#### [Supplied data]
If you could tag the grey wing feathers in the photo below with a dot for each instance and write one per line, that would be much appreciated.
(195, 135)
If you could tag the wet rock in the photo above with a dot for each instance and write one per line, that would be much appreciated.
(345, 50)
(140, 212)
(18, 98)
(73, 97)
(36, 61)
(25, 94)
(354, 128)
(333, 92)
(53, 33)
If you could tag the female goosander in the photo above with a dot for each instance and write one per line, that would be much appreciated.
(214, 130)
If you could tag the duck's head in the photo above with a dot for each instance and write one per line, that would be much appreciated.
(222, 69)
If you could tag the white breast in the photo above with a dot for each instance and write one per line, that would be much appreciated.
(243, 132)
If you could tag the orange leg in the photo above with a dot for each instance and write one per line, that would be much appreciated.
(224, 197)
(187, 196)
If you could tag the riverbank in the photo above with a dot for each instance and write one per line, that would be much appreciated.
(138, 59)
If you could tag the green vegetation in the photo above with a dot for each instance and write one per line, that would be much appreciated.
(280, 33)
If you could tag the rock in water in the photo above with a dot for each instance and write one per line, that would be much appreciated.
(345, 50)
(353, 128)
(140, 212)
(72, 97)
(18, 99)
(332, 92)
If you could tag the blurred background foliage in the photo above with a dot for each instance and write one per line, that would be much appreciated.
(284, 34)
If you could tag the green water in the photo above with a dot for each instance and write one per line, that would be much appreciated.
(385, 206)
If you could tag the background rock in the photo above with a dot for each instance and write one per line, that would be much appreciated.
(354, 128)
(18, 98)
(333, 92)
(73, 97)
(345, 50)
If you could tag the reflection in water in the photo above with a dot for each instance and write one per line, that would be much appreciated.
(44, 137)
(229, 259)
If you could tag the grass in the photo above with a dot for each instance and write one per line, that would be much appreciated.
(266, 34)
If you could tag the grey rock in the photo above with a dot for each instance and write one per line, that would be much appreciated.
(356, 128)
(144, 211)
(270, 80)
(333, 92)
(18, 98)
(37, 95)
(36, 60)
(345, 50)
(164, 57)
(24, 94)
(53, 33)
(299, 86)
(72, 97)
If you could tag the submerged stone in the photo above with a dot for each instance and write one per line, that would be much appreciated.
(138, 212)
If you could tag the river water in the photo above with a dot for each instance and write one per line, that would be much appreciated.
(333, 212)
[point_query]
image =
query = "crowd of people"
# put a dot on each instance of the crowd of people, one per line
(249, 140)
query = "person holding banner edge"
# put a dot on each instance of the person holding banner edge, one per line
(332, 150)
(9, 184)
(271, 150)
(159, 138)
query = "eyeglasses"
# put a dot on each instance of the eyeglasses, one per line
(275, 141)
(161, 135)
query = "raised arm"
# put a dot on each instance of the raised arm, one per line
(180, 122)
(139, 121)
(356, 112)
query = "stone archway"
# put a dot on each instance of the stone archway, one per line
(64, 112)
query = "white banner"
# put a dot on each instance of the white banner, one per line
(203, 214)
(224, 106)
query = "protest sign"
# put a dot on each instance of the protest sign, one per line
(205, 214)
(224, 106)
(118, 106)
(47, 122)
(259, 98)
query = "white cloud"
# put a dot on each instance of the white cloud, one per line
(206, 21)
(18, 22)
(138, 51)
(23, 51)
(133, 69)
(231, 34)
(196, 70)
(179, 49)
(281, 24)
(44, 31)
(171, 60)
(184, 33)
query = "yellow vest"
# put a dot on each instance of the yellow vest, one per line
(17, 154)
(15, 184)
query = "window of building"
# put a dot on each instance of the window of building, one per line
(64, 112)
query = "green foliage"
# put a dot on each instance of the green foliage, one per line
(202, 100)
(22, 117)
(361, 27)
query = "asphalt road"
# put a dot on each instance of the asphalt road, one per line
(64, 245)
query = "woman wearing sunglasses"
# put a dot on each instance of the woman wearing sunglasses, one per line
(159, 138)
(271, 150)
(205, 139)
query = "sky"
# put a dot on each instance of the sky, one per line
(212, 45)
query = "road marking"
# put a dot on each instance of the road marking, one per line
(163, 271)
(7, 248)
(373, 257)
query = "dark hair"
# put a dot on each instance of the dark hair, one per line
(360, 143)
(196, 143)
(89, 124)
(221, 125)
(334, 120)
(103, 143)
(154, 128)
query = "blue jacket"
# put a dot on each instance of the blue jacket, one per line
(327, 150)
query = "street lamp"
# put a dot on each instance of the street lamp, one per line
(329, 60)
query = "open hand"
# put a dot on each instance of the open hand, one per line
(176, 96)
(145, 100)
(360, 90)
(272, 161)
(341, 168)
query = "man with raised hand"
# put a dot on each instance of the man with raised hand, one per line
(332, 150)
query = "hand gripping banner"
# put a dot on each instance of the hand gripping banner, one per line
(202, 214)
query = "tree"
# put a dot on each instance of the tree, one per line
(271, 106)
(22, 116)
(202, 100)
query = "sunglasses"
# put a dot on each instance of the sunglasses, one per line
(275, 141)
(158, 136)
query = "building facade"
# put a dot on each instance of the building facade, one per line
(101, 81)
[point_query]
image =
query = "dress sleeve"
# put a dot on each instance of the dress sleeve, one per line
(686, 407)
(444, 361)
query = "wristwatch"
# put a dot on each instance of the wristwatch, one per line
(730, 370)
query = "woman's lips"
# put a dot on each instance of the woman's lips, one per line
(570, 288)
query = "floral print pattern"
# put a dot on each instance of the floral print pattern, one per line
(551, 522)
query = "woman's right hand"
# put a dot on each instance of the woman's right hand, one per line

#### [Requirement]
Go through the listing above. Show each line where the word "right" is found.

#### [Result for this task]
query = "woman's right hand"
# put a dot on each instance of the woman's right hand, one per line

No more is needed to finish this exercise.